WHAT YOU NEED TO DO :: Every line below from the one containing "Locate every instance of the weathered stone wall" through the one containing "Locate every instance of the cat's raised" must be transcribed exactly. Omit all lines outside that stretch.

SOURCE DATA ::
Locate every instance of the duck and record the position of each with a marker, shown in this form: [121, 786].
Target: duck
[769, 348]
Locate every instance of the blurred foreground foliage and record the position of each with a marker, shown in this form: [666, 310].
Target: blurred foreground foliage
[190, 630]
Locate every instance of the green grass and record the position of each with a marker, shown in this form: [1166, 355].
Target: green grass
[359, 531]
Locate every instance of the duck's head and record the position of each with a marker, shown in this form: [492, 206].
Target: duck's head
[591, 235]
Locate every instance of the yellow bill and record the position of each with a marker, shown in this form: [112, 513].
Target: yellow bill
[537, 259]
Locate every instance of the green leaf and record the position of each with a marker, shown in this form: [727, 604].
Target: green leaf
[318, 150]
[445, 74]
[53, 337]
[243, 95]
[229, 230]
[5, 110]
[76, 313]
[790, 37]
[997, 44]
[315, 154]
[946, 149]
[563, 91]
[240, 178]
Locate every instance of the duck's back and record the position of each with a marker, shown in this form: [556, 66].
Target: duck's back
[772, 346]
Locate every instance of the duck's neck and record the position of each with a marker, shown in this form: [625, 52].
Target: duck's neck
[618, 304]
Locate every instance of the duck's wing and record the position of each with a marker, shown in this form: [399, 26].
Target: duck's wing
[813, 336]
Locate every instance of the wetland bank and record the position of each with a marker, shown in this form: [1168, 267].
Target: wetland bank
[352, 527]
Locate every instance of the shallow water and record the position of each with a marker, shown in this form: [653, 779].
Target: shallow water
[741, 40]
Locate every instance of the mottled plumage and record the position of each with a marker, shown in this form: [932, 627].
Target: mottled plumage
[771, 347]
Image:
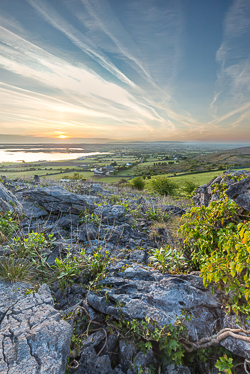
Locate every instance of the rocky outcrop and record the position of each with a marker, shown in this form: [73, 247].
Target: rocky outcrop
[137, 292]
[240, 193]
[8, 201]
[58, 200]
[33, 338]
[145, 292]
[207, 193]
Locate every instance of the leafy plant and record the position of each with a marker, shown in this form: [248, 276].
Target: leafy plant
[164, 185]
[138, 183]
[90, 218]
[15, 270]
[225, 364]
[166, 259]
[8, 225]
[146, 332]
[189, 187]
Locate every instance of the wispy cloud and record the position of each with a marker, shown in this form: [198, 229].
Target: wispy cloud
[232, 97]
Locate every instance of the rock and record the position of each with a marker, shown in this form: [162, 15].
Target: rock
[87, 231]
[127, 351]
[205, 194]
[175, 369]
[69, 221]
[90, 362]
[58, 200]
[110, 214]
[36, 179]
[240, 193]
[33, 337]
[238, 347]
[32, 211]
[57, 248]
[145, 292]
[8, 201]
[144, 360]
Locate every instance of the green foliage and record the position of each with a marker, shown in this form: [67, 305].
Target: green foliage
[189, 187]
[204, 225]
[146, 332]
[77, 176]
[166, 259]
[220, 248]
[31, 246]
[138, 183]
[156, 214]
[225, 364]
[90, 218]
[164, 185]
[8, 225]
[93, 266]
[15, 270]
[229, 267]
[114, 199]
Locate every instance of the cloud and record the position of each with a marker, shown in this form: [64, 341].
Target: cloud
[232, 95]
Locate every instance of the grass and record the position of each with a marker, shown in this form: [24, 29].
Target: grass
[14, 270]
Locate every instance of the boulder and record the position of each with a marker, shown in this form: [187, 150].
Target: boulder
[240, 193]
[110, 214]
[138, 291]
[205, 194]
[58, 200]
[33, 338]
[175, 369]
[8, 201]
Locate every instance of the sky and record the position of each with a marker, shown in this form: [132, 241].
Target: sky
[126, 70]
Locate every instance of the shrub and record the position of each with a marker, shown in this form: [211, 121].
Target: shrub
[166, 259]
[138, 183]
[8, 225]
[220, 246]
[15, 270]
[189, 187]
[164, 186]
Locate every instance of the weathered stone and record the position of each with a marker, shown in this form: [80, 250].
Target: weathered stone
[58, 200]
[240, 193]
[175, 369]
[110, 214]
[205, 194]
[87, 231]
[33, 338]
[144, 292]
[32, 211]
[8, 201]
[90, 362]
[127, 351]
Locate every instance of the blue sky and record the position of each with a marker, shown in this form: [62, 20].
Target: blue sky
[125, 69]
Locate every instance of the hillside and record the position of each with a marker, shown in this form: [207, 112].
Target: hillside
[95, 279]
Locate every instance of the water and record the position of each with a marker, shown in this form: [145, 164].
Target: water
[19, 155]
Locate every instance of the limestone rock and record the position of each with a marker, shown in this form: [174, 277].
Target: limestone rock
[8, 201]
[175, 369]
[240, 193]
[33, 338]
[58, 200]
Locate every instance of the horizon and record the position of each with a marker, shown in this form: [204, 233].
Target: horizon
[118, 71]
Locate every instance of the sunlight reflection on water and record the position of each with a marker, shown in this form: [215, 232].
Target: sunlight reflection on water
[7, 155]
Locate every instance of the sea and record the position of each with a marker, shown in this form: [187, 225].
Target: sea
[59, 154]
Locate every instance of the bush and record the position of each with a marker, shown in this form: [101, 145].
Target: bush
[138, 183]
[8, 226]
[189, 187]
[15, 270]
[219, 246]
[164, 186]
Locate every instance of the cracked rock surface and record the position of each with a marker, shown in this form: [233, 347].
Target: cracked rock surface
[33, 338]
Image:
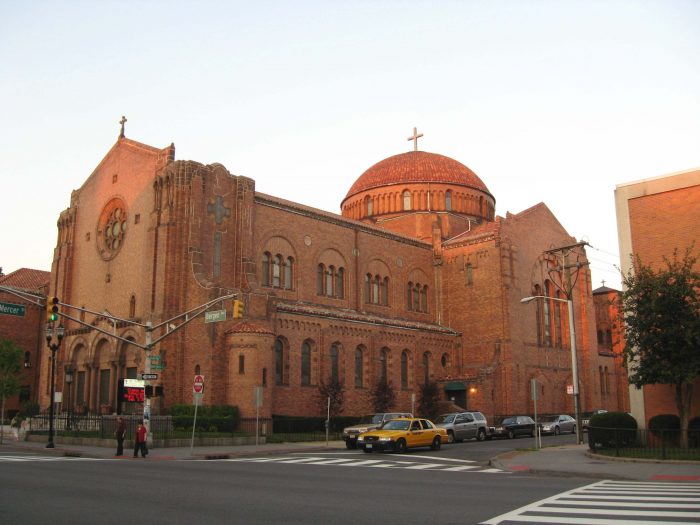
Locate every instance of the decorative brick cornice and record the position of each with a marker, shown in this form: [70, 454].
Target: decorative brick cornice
[352, 316]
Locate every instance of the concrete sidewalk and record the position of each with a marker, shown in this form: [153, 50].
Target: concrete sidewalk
[568, 460]
[577, 460]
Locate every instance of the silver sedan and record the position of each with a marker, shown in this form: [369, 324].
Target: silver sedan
[557, 424]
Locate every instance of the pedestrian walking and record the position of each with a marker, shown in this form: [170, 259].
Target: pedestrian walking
[120, 434]
[140, 441]
[14, 424]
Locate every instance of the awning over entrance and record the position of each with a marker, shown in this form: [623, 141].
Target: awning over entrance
[455, 386]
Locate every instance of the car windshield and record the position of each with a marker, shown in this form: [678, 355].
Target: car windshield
[396, 424]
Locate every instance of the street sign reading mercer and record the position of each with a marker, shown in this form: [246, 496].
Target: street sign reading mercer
[13, 309]
[198, 385]
[214, 316]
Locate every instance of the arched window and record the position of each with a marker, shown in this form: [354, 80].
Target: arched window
[266, 269]
[406, 200]
[404, 369]
[358, 367]
[340, 283]
[305, 364]
[383, 364]
[329, 281]
[280, 359]
[276, 270]
[320, 278]
[547, 317]
[558, 328]
[335, 372]
[288, 272]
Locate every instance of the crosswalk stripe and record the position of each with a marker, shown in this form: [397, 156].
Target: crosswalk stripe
[371, 463]
[622, 503]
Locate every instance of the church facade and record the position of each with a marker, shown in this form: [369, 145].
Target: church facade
[416, 281]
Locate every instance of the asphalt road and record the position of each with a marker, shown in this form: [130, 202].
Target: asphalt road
[393, 489]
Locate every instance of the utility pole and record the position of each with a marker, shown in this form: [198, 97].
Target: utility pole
[566, 285]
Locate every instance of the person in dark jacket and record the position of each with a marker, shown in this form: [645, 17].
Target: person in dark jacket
[120, 434]
[140, 441]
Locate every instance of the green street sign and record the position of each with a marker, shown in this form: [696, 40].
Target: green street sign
[16, 309]
[214, 316]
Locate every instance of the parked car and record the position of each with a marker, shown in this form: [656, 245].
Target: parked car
[401, 434]
[586, 417]
[464, 425]
[368, 422]
[557, 424]
[514, 426]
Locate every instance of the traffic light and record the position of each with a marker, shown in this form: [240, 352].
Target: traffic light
[52, 309]
[238, 309]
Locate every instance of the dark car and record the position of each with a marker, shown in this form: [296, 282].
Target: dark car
[514, 426]
[586, 417]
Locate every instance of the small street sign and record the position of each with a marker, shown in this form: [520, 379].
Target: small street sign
[198, 384]
[14, 309]
[214, 316]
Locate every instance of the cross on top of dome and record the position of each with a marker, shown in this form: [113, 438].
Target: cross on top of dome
[415, 138]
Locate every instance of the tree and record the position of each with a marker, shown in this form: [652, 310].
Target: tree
[10, 366]
[662, 328]
[383, 396]
[333, 390]
[430, 398]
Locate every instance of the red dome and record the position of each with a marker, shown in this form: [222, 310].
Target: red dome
[417, 167]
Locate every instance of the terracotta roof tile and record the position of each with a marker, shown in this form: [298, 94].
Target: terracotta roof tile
[416, 167]
[27, 279]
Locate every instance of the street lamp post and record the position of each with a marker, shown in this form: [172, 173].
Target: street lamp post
[574, 360]
[69, 384]
[50, 333]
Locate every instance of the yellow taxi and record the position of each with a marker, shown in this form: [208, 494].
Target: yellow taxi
[401, 434]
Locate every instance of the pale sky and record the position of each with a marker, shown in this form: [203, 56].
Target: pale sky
[546, 101]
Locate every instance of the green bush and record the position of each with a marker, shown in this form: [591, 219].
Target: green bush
[664, 422]
[612, 429]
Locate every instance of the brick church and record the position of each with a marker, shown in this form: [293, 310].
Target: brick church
[416, 280]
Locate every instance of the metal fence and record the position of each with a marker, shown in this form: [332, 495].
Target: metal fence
[162, 427]
[644, 443]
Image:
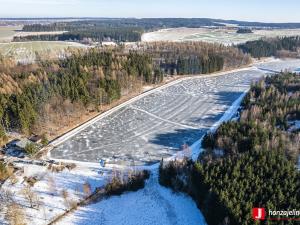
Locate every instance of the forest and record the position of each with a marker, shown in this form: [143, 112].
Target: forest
[247, 163]
[195, 57]
[32, 94]
[272, 47]
[149, 24]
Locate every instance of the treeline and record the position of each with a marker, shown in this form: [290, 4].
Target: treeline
[86, 80]
[153, 23]
[249, 163]
[268, 112]
[194, 57]
[145, 24]
[96, 34]
[271, 47]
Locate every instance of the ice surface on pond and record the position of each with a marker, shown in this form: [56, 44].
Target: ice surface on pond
[159, 124]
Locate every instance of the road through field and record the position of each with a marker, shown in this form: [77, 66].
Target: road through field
[158, 124]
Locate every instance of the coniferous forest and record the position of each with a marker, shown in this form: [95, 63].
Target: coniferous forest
[83, 80]
[249, 163]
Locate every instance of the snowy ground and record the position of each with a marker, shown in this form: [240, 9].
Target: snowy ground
[159, 123]
[152, 205]
[223, 36]
[143, 130]
[47, 191]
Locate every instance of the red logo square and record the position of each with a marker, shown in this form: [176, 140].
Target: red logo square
[258, 213]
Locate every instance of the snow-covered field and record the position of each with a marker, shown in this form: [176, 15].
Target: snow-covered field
[152, 205]
[52, 194]
[158, 124]
[25, 52]
[141, 131]
[223, 36]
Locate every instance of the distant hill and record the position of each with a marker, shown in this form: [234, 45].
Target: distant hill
[154, 23]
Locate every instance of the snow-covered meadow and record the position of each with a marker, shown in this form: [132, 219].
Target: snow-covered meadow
[158, 124]
[139, 132]
[212, 35]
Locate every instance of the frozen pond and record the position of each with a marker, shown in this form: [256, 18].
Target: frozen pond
[159, 124]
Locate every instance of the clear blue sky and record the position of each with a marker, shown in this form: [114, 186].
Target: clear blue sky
[251, 10]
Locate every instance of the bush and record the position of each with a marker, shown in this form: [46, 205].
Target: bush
[31, 149]
[134, 182]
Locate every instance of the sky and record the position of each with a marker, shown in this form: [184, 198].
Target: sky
[248, 10]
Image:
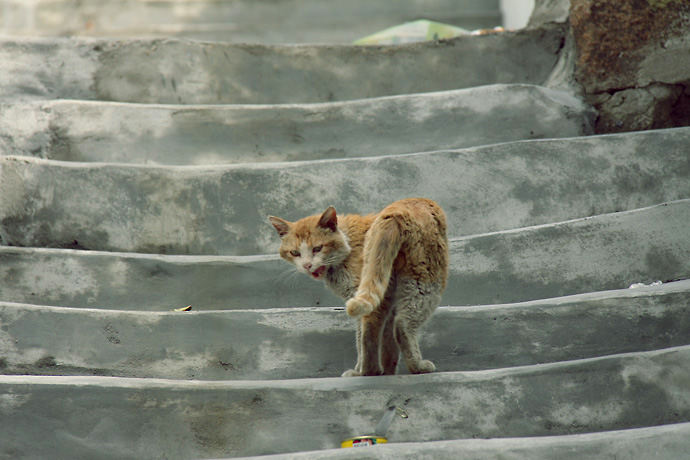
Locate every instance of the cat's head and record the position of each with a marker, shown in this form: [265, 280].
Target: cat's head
[312, 244]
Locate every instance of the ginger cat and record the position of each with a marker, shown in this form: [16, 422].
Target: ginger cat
[391, 267]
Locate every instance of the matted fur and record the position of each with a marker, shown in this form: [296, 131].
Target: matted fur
[391, 267]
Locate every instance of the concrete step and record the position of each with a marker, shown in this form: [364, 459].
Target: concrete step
[223, 209]
[83, 417]
[188, 72]
[605, 252]
[296, 21]
[179, 135]
[292, 343]
[667, 442]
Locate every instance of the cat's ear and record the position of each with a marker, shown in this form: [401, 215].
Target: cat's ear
[281, 226]
[329, 219]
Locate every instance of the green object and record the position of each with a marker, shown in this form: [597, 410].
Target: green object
[415, 31]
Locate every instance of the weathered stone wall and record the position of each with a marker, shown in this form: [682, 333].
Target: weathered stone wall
[633, 61]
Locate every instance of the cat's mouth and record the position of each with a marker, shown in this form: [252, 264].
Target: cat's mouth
[318, 272]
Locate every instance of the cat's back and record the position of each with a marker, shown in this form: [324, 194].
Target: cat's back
[424, 254]
[420, 214]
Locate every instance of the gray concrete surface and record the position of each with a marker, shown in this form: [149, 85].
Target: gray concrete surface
[188, 72]
[670, 442]
[222, 209]
[254, 379]
[319, 342]
[585, 255]
[83, 417]
[192, 135]
[295, 21]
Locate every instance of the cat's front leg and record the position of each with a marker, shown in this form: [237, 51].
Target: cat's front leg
[371, 339]
[368, 339]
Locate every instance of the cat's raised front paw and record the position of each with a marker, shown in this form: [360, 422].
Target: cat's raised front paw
[351, 373]
[357, 307]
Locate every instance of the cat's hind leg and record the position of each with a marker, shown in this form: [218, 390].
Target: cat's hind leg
[390, 352]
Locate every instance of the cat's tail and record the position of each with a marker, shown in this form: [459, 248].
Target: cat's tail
[380, 251]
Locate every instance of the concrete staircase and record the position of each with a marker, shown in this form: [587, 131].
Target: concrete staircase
[136, 175]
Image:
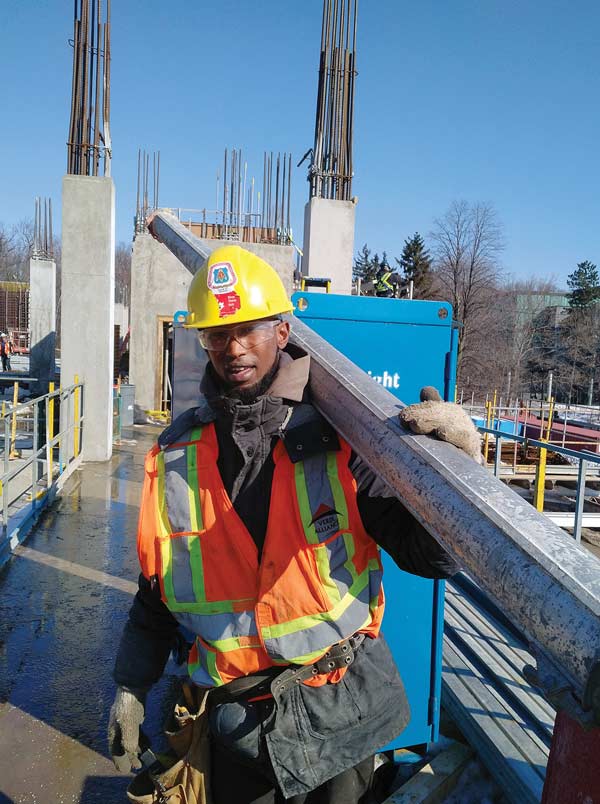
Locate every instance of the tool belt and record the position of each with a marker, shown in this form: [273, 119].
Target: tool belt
[275, 680]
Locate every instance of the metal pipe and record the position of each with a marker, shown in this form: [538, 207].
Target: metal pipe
[547, 584]
[580, 499]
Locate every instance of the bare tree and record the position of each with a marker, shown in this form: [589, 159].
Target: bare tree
[468, 242]
[519, 306]
[15, 249]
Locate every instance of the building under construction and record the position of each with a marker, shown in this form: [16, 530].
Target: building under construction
[14, 313]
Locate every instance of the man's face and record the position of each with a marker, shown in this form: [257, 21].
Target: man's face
[249, 356]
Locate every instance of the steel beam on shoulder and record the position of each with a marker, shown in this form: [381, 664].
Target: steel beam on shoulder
[538, 576]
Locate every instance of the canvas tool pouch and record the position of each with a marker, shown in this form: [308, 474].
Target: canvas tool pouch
[187, 781]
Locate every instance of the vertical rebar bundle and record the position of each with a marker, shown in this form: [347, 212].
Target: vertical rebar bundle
[143, 201]
[43, 247]
[330, 173]
[89, 129]
[242, 214]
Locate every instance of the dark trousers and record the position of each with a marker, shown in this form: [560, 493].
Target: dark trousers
[240, 783]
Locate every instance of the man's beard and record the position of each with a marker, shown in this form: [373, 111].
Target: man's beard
[249, 395]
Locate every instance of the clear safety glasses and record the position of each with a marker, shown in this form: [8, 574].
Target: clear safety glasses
[247, 335]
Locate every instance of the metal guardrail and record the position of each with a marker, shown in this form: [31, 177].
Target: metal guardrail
[583, 457]
[540, 578]
[32, 423]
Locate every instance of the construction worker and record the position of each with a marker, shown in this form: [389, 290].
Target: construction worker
[388, 282]
[258, 539]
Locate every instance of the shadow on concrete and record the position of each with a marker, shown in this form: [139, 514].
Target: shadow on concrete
[42, 364]
[65, 599]
[104, 790]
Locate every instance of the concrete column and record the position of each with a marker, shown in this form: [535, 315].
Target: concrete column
[42, 322]
[329, 242]
[159, 286]
[87, 303]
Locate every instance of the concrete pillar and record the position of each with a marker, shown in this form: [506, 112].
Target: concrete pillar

RESULT OF THIS EXERCISE ::
Locate every instance of the weathered stone wall and record the position of each with a marker, shown in this form: [682, 333].
Target: weathered stone wall
[633, 61]
Locate every instance of the cat's mouth and record the position of each with a marker, shown in this form: [252, 264].
Target: cat's mouth
[318, 272]
Locate every instance of the cat's back and record the position of each with a marker, shown in this form: [324, 194].
Target: cat's back
[424, 254]
[420, 214]
Locate every instance of the gray concrete surface and record the position of each with a marker, shown in this form: [149, 85].
Target: gray concrete surface
[188, 72]
[670, 442]
[222, 209]
[254, 379]
[319, 342]
[585, 255]
[83, 417]
[192, 135]
[295, 21]
Locate every instance of the cat's front leg and record the position of each with a marker, shown in this form: [237, 51].
Target: cat's front leg
[371, 339]
[368, 339]
Locate every instance of the cat's raised front paw and record the position of each with a marker, shown in this form: [360, 422].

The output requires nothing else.